**INFORMATION SUPPLIED:**
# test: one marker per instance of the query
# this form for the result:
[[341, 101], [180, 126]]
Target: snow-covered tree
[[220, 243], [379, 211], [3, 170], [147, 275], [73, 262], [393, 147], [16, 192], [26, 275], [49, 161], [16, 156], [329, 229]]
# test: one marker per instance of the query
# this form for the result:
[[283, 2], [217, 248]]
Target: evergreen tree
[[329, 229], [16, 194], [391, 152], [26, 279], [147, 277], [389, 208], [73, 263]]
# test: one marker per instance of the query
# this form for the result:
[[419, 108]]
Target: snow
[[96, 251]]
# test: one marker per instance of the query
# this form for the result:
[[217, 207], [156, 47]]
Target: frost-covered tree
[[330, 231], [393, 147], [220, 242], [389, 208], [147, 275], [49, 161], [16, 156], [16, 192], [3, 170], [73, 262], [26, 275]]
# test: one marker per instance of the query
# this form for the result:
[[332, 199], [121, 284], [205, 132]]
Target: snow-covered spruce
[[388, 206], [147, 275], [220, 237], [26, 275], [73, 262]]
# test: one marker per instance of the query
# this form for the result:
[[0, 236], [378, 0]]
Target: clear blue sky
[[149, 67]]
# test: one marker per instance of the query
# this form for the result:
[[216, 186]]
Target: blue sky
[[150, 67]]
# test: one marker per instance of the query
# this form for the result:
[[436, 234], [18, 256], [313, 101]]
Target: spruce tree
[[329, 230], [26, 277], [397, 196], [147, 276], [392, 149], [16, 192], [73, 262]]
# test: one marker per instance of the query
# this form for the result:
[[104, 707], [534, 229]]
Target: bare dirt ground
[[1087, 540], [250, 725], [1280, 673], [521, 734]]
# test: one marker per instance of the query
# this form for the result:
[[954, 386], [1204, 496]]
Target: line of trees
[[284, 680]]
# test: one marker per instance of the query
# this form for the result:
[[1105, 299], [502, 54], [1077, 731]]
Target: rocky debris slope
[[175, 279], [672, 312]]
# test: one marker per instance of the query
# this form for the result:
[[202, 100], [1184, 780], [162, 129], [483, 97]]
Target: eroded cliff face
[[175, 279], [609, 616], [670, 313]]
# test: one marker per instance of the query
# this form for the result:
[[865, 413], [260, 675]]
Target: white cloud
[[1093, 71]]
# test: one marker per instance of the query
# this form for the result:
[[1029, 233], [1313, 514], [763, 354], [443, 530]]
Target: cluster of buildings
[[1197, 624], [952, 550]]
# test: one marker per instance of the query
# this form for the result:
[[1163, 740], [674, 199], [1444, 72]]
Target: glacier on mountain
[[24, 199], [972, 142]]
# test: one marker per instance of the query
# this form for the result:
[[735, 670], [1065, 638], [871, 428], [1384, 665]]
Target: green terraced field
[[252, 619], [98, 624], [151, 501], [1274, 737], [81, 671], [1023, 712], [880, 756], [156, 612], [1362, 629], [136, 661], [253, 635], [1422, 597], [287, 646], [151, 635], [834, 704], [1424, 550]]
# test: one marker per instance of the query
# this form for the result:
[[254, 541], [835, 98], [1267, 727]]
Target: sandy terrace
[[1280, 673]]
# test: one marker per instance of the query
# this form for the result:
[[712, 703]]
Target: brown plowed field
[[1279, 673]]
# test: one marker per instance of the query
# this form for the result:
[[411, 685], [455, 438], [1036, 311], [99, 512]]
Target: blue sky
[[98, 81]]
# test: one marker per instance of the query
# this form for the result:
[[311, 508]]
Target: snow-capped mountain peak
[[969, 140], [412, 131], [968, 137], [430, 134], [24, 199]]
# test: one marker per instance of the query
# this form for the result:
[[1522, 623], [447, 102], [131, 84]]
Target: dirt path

**WORK INSTRUCTIONS:** Copy the entries from the top down through the line containing "[[96, 251]]", putting "Label" wherever "Target" appears and leaving everything else as it is.

**RESULT BELOW:**
# test: one marker per instance of the query
# this form for the result:
[[341, 101], [180, 126]]
Label: snow-covered tree
[[220, 243], [379, 211], [3, 170], [147, 275], [73, 262], [393, 147], [16, 192], [26, 275], [49, 161], [16, 156], [329, 229]]
# test: one marker per instance of the query
# this form for the result:
[[283, 2], [217, 248]]
Label: evergreen tree
[[329, 229], [16, 194], [391, 152], [26, 279], [147, 277], [389, 208], [73, 263]]
# test: one marker per instance of the query
# this form for the result:
[[419, 108]]
Label: snow
[[96, 251]]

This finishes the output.